Reproduce all of the data below verbatim, keeping every line and character unchanged.
.....
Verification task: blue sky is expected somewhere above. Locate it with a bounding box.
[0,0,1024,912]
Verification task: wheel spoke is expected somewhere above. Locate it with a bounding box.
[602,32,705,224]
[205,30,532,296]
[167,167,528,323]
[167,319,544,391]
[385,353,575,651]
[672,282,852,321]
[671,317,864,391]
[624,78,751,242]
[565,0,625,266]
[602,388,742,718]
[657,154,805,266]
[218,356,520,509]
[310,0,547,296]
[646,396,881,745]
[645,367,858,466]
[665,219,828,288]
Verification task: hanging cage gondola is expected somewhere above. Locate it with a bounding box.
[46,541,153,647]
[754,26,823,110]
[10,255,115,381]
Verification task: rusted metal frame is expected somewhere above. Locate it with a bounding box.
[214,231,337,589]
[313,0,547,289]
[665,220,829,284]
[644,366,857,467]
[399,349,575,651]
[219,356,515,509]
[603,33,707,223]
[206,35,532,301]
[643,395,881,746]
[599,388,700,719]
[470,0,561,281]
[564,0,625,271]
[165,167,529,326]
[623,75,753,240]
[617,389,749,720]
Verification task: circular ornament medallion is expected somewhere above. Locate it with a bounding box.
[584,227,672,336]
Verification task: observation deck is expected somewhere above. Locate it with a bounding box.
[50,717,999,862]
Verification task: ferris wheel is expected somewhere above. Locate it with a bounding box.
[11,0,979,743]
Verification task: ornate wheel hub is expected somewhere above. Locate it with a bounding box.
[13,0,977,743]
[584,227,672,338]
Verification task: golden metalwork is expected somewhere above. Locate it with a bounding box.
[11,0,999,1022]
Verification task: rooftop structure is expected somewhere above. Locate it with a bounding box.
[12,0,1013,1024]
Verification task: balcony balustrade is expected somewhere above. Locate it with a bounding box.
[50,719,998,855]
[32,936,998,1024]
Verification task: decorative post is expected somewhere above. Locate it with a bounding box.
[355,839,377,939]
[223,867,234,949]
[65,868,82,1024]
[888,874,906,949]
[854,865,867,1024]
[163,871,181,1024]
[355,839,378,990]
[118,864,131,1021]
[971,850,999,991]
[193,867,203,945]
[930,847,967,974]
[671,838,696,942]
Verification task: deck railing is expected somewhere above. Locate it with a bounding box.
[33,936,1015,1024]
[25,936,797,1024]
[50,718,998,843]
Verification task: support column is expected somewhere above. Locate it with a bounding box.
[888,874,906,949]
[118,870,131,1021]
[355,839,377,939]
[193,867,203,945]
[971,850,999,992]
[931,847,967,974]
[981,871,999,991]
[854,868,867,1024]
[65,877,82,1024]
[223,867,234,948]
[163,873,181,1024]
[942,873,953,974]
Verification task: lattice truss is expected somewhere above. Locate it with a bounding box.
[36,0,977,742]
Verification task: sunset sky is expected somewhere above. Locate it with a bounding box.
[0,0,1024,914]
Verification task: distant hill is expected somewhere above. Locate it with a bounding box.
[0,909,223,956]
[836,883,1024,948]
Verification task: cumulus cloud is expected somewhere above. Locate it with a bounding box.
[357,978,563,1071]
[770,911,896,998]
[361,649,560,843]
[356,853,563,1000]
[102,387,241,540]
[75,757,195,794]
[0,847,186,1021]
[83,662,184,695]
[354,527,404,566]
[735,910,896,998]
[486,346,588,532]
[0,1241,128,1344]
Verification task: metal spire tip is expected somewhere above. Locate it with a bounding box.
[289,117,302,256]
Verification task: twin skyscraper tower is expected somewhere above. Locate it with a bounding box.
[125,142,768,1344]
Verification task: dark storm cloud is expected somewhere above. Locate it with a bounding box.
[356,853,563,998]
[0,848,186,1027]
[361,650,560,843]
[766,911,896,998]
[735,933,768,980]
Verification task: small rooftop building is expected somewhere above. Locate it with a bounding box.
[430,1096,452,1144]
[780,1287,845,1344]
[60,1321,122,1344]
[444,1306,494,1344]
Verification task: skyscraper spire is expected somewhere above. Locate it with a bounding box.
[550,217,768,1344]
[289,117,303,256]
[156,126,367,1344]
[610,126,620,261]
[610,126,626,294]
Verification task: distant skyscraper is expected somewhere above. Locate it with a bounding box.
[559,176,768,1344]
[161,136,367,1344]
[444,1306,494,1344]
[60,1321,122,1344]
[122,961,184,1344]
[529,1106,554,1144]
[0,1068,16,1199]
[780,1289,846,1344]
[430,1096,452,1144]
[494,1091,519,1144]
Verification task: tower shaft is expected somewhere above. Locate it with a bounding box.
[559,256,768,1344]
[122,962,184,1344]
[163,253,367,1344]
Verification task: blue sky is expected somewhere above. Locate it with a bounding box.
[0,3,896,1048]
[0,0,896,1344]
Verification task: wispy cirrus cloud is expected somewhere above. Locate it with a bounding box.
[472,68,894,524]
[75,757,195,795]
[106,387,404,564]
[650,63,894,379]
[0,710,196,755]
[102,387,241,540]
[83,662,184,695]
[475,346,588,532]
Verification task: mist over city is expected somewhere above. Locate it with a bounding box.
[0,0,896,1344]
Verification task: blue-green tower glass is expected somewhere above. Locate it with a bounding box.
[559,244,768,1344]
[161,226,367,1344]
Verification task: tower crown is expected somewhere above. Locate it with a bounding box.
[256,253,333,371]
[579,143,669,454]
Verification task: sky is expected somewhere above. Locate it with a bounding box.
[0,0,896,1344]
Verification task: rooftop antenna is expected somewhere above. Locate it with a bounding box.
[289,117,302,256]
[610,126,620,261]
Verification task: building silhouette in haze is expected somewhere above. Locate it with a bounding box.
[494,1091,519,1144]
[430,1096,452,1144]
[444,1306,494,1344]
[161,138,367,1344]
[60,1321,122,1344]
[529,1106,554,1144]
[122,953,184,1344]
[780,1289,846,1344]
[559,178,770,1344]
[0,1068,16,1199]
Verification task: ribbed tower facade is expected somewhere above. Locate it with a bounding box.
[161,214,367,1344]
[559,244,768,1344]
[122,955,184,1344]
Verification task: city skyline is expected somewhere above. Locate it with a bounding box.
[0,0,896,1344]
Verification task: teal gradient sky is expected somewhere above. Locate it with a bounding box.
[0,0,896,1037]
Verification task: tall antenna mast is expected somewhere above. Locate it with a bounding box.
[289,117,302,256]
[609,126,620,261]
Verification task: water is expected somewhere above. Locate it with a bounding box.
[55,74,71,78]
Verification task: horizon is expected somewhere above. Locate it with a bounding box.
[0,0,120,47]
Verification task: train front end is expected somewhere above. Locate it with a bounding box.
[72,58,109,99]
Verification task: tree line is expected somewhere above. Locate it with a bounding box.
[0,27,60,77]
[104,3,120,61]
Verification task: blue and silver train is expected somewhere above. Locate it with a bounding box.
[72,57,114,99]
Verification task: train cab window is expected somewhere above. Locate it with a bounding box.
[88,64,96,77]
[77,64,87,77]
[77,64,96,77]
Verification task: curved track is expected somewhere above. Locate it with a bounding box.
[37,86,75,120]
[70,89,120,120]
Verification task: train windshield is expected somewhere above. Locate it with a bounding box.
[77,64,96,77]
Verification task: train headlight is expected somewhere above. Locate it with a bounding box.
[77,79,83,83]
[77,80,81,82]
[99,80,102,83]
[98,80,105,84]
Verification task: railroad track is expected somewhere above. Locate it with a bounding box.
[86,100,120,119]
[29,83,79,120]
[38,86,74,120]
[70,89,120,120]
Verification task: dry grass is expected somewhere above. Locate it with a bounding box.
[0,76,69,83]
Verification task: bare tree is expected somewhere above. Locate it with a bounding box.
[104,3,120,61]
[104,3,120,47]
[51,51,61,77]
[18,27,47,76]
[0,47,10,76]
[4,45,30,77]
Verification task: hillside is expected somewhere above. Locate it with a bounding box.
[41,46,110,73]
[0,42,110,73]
.....
#### Solution to the problem:
Verification task: blue sky is expected somewhere above. Locate it with a bounding box.
[0,0,1024,912]
Verification task: wheel spoke is expected somewhere above. Locate it with a bounding box.
[602,32,705,224]
[205,30,532,296]
[167,167,528,323]
[167,319,544,391]
[385,353,575,651]
[672,282,852,321]
[671,317,864,391]
[624,78,751,242]
[565,0,625,266]
[602,388,742,718]
[657,154,805,266]
[218,356,520,509]
[310,0,547,296]
[646,396,881,745]
[645,367,858,466]
[665,219,828,288]
Verification task: hanging cage gondola is expected somewhere above. Locate it with a bounding box.
[46,541,153,647]
[754,26,823,110]
[10,255,115,381]
Verification task: rusted metal frame is expected somewhere above. Locate it with a bounding box.
[214,231,337,589]
[313,0,547,289]
[665,220,829,284]
[644,366,857,467]
[399,349,575,651]
[219,356,515,509]
[603,33,707,223]
[206,35,532,301]
[643,395,881,746]
[599,388,700,719]
[470,0,561,281]
[564,0,625,271]
[165,167,529,326]
[623,75,753,240]
[617,389,749,720]
Verification task: circular ornament medallion is expected somewhere above. Locate it with a bounding box.
[584,227,672,336]
Verification task: observation deck is expected somewhere above. Locate it with a bounding box.
[50,717,999,862]
Verification task: ferris wheel is expected somewhere above. Locate it with a bounding box.
[11,0,979,743]
Verification task: ornate wheel hub is expected somewhere above. Locate it with a bounding box.
[13,0,977,743]
[584,227,672,338]
Verification task: golden metalwork is expected somewhere above. Locate it with a bounding box.
[11,0,999,1022]
Verification task: rooftop structure is expected somewhere above. Locate it with a bounding box.
[12,0,1013,1024]
Verification task: balcony balustrade is expected somewhere above. Locate it with a bounding box.
[50,719,998,855]
[32,936,998,1024]
Verification task: decorative post is expected somewhere above. Locate it with a bounding box.
[355,839,377,939]
[223,867,234,949]
[65,868,82,1024]
[888,874,906,949]
[854,865,867,1024]
[163,871,181,1024]
[355,839,378,990]
[118,864,131,1021]
[971,850,999,991]
[193,867,203,945]
[930,847,967,974]
[671,838,696,942]
Verification task: deck railing is expected somewhere above. Locate it with a bounding box.
[33,936,1015,1024]
[25,936,797,1024]
[50,718,998,843]
Verification task: support column is expected somewhere above. Locate it with a bounding box.
[888,874,906,949]
[118,870,131,1021]
[355,839,377,939]
[193,867,203,945]
[971,850,999,992]
[931,847,967,974]
[981,871,999,991]
[854,868,867,1024]
[65,877,82,1024]
[223,867,234,948]
[163,873,181,1024]
[942,873,953,974]
Verification task: lattice truss is expected somewhere above. Locate it with a bounding box.
[36,0,977,742]
Verification task: sunset sky is expected somewhere above. Locate it with a bounding box.
[0,0,1024,914]
Verification task: distant hill is expected somewhere above. Locate it with a bounding box.
[0,909,223,956]
[836,883,1024,948]
Verification task: cumulus cloud is expected somewhere above. Locate it with a bounding box.
[357,978,563,1071]
[770,911,896,998]
[361,649,560,843]
[356,853,563,1000]
[102,387,241,540]
[75,757,195,794]
[0,847,186,1021]
[83,662,184,695]
[354,527,404,566]
[735,910,896,998]
[486,346,588,532]
[0,1241,128,1344]
Verification task: metal spire tip is expected somewhere above. Locate it with a bounding box.
[289,117,302,256]
Verification task: twin skyscraper tower is expected somewhere above. Locate it with a bounding box.
[125,142,768,1344]
Verification task: dark storm cloud is expected somewhere above. Locate it with a bounding box.
[356,853,563,998]
[0,848,186,1027]
[361,650,560,843]
[766,911,896,998]
[735,933,768,980]
Verification task: small rooftop building is expected somewhere above. Locate it with a bounding box.
[430,1096,452,1144]
[780,1287,845,1344]
[60,1321,122,1344]
[444,1306,494,1344]
Verification task: skyscraper spire is expected somewhere above. Locate it with a bounding box.
[550,217,768,1344]
[289,117,303,256]
[156,126,367,1344]
[610,126,620,261]
[610,126,626,294]
Verification task: distant skyscraper is expected somewhere above. Locate it with a bounding box.
[559,176,768,1344]
[161,136,367,1344]
[444,1306,494,1344]
[60,1321,122,1344]
[122,961,184,1344]
[529,1106,554,1144]
[0,1068,16,1199]
[780,1289,846,1344]
[430,1096,452,1144]
[494,1091,519,1144]
Verification task: tower shaft is expected somewhere above. Locate it with a bounding box.
[559,256,768,1344]
[122,962,184,1344]
[163,253,367,1344]
Verification task: blue sky is expected somewhere above. Locate it with a bounding box.
[0,3,896,1048]
[0,0,896,1344]
Verification task: wispy cirrus cloud is expected somewhere above. Locate it with a bounding box.
[472,68,894,524]
[75,757,195,795]
[106,387,404,564]
[650,63,894,379]
[0,710,196,755]
[102,387,241,540]
[83,662,184,695]
[475,346,588,532]
Verification task: mist over city is expected somewhere above. Locate it with a bounding box.
[0,0,896,1344]
Verification task: blue-green tower glass is expected somewhere above. Locate it with a bounding box.
[559,244,768,1344]
[161,226,367,1344]
Verification task: tower crown is expected somewhere above. Locate it with a bounding box.
[256,253,333,371]
[579,143,669,454]
Verification task: sky is expected somewhere above. Locate it with a bounding box.
[0,0,896,1344]
Verification task: rooftop antenna is expected somewhere above. Locate it with a bounding box.
[289,117,302,256]
[610,126,620,261]
Verification task: building silhouette in haze is expected somewhere above. Locate it with a bounding box.
[494,1091,519,1144]
[430,1096,452,1144]
[444,1306,494,1344]
[161,138,367,1344]
[60,1321,122,1344]
[529,1106,554,1144]
[122,953,184,1344]
[780,1289,846,1344]
[559,178,770,1344]
[0,1068,16,1199]
Verification task: ribbed tower facade is expected somewhere above. Locate it with a bounding box.
[161,214,367,1344]
[559,244,768,1344]
[122,955,184,1344]
Verification task: city skyline is expected somewhere above. Locate it with a bounding box.
[0,0,896,1344]
Verification task: teal gradient sky is expected somewhere above. Locate it with a bounding box.
[0,0,896,1037]
Verification task: tall antenna mast is expected somewhere above. Locate it with a bounding box.
[289,117,302,256]
[609,126,620,261]
Verification task: water is expected somewhere above. Locate it with a bounding box.
[55,74,71,78]
Verification task: horizon is expected somewhere above. Locate it with a bounding box.
[0,0,120,47]
Verification task: train front end is expected somewhere above. Locate it with a bounding box.
[72,58,109,99]
Verification task: tree line is expected somewhere above. Locate it with a bounding box.
[0,27,60,77]
[104,3,120,61]
Verification task: blue and silver train is expected somewhere above. Locate it with a bounding box.
[72,57,114,99]
Verification task: train cab window is expected somewhere above. Locate it with a bounding box.
[88,64,96,77]
[77,64,87,77]
[77,64,96,77]
Verification task: curved track is expected somewhere above. Locate it with a bounding box.
[37,86,75,120]
[70,89,120,120]
Verification task: train windshield is expected somewhere above. Locate it with a bounding box.
[77,64,96,77]
Verification task: train headlight is expected somewhere above. Locate it with a bounding box.
[77,79,83,83]
[77,80,81,82]
[99,80,102,83]
[98,80,105,84]
Verification task: railroad track is expected somewhere above. Locate it with a bounding box.
[86,100,120,119]
[29,83,79,120]
[38,86,74,120]
[70,89,120,120]
Verification task: dry grass is expected somewhere above. Locate it with a bounding box.
[0,76,69,83]
Verification task: bare tree is expected somewhere above. Locate it with a bounding box.
[104,3,120,61]
[104,3,120,47]
[51,51,61,77]
[18,27,47,76]
[0,47,10,76]
[4,45,30,77]
Verification task: hillside is expected somewhere above. Locate it with a bounding box.
[41,46,110,73]
[0,42,110,73]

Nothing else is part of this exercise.